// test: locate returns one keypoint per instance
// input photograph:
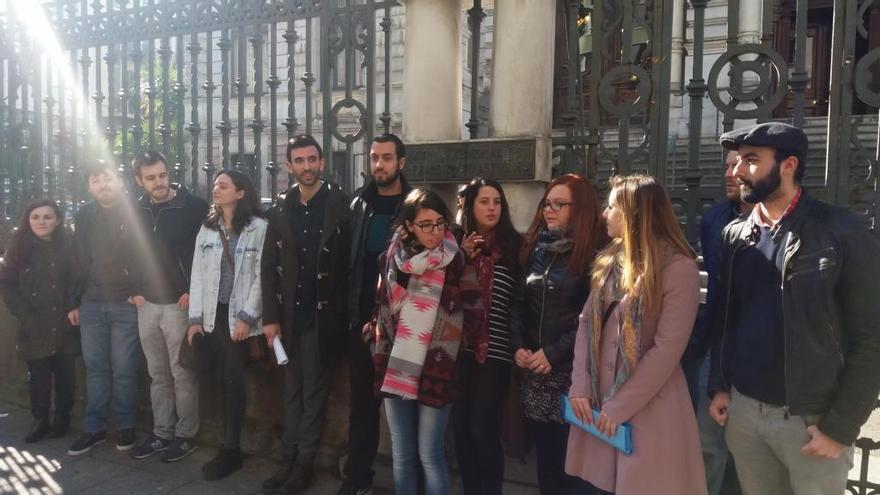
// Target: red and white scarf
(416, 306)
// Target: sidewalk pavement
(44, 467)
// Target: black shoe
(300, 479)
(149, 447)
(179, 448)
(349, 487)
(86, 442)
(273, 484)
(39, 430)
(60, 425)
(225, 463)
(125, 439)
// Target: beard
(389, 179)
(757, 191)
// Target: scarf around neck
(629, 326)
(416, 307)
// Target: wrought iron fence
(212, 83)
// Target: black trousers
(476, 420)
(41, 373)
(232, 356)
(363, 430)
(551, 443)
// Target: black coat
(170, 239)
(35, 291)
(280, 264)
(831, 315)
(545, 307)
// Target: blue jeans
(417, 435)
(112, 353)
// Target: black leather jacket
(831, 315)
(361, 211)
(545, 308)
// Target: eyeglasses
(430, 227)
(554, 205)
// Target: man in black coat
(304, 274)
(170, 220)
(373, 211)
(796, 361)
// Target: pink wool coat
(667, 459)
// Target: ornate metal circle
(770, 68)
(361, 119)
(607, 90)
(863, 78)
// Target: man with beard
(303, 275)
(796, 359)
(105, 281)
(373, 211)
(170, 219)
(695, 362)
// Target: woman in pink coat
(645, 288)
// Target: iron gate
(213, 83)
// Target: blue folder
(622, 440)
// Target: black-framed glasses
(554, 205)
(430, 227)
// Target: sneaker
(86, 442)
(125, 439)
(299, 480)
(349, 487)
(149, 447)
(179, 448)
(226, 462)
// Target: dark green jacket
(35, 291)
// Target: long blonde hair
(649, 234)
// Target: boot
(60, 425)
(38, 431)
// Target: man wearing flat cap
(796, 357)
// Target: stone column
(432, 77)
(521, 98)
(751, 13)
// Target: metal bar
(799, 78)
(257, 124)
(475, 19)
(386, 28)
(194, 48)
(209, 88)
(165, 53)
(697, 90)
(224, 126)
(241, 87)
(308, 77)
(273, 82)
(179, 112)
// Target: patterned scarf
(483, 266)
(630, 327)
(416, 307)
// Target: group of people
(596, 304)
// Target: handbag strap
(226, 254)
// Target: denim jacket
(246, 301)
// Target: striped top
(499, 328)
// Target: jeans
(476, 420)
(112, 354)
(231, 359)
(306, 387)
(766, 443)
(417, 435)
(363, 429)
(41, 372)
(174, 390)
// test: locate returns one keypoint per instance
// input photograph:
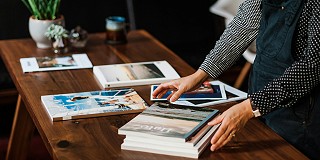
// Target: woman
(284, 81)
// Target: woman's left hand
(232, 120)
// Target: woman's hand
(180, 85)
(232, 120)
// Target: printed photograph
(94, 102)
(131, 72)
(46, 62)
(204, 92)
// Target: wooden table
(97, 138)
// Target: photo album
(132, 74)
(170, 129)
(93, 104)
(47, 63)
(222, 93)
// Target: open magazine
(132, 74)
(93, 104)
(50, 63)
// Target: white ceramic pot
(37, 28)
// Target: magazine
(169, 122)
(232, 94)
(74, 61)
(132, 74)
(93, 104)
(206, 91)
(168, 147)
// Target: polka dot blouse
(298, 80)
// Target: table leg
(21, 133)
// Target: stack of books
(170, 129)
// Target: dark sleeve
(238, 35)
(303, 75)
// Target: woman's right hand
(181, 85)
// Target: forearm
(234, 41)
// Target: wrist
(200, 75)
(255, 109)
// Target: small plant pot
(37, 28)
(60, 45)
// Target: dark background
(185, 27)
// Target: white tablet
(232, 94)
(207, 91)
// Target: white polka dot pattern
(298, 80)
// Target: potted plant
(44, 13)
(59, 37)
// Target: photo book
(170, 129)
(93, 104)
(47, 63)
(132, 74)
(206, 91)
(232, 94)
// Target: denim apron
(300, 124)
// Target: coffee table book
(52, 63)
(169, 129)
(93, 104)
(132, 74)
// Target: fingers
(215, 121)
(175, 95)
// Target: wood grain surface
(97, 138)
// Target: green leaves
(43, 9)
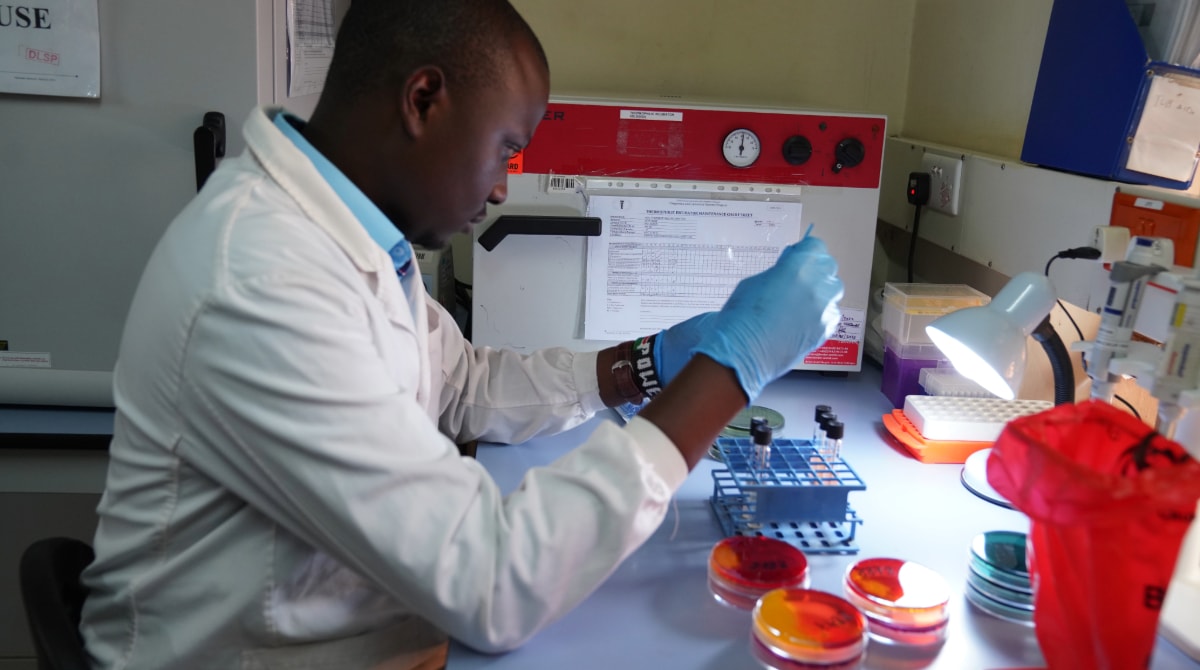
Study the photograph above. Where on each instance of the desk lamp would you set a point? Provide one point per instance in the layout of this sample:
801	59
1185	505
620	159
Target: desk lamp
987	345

————————

**Exercise requirements:** Without including the pictures, return each record above exactly as it stands.

**Exercise result:**
// test: locate returns one keypoint per instance
// input photograph:
// Target: red and white scarf
(416, 306)
// Target: sidewalk pavement
(44, 467)
// Target: black shoe
(300, 479)
(149, 447)
(179, 448)
(349, 487)
(86, 442)
(273, 484)
(39, 430)
(60, 425)
(225, 463)
(125, 439)
// Target: beard
(389, 179)
(757, 191)
// Target: scarf around neck
(629, 326)
(416, 307)
// Target: wrought iron fence
(212, 83)
// Target: black trousers
(476, 420)
(41, 373)
(232, 356)
(363, 430)
(551, 443)
// Target: black coat
(170, 239)
(35, 291)
(280, 264)
(831, 315)
(545, 307)
// Target: blue jeans
(417, 435)
(112, 353)
// Target: black leather jacket
(831, 315)
(361, 211)
(545, 308)
// Target: eyeglasses
(430, 227)
(554, 205)
// Target: man in black coat
(304, 274)
(170, 220)
(373, 211)
(796, 361)
// Target: pink wool coat
(667, 459)
// Target: ornate metal circle
(770, 68)
(361, 119)
(607, 90)
(863, 78)
// Target: man with beard
(303, 275)
(796, 359)
(105, 281)
(373, 211)
(170, 219)
(695, 362)
// Target: woman in pink coat
(645, 288)
// Target: iron gate
(213, 83)
// Target: blue folder
(622, 440)
// Target: black-framed glasses
(554, 205)
(430, 227)
// Target: sneaker
(86, 442)
(125, 439)
(299, 480)
(349, 487)
(149, 447)
(179, 448)
(226, 462)
// Target: dark green jacket
(35, 291)
// Target: long blonde hair
(649, 234)
// Target: boot
(60, 425)
(38, 431)
// Target: man wearing flat cap
(796, 357)
// Target: stone column
(432, 77)
(521, 98)
(751, 13)
// Target: metal bar
(799, 78)
(257, 124)
(475, 19)
(386, 28)
(194, 48)
(209, 88)
(165, 53)
(697, 90)
(224, 126)
(241, 87)
(308, 77)
(273, 82)
(179, 112)
// Target: patterned scarf
(483, 266)
(630, 327)
(416, 307)
// Target: group of people
(596, 304)
// Target: handbag strap
(226, 254)
// Target: denim jacket
(246, 301)
// Target: striped top
(499, 328)
// Target: jeans
(476, 420)
(112, 354)
(231, 359)
(306, 387)
(766, 443)
(417, 435)
(363, 429)
(41, 372)
(174, 390)
// test: locate returns one keypoint per instance
// input photograph:
// Target: woman
(284, 81)
// Target: woman's left hand
(232, 120)
// Target: woman's hand
(180, 85)
(232, 120)
// Target: printed photograph
(94, 102)
(131, 72)
(46, 62)
(204, 92)
// Target: wooden table
(97, 138)
// Target: photo album
(132, 74)
(170, 129)
(93, 104)
(47, 63)
(222, 93)
// Target: open magazine
(132, 74)
(93, 104)
(50, 63)
// Target: white ceramic pot
(37, 28)
// Target: magazine
(169, 122)
(232, 94)
(74, 61)
(132, 74)
(93, 104)
(206, 91)
(168, 147)
// Target: polka dot blouse
(298, 80)
// Target: table leg
(21, 133)
// Target: stack of books
(170, 129)
// Target: dark sleeve
(238, 35)
(303, 75)
// Target: woman's right hand
(181, 85)
// Target: forearm
(234, 41)
// Target: wrist
(200, 75)
(255, 109)
// Target: small plant pot
(37, 28)
(60, 45)
// Target: dark background
(185, 27)
// Target: white tablet
(232, 94)
(207, 91)
// Target: white polka dot pattern
(298, 80)
// Target: potted plant
(44, 13)
(59, 37)
// Target: photo book
(170, 129)
(93, 104)
(47, 63)
(132, 74)
(206, 91)
(232, 94)
// Target: denim apron
(300, 124)
// Target: coffee table book
(52, 63)
(169, 129)
(93, 104)
(132, 74)
// Target: fingers
(215, 121)
(175, 95)
// Target: wood grain surface
(97, 138)
// Target: green leaves
(43, 9)
Study the photograph above. Where on each instance of the desk lamp would you set a point? Provide one point per instance in the layout of this sample:
801	59
1185	505
620	159
Target: desk lamp
987	345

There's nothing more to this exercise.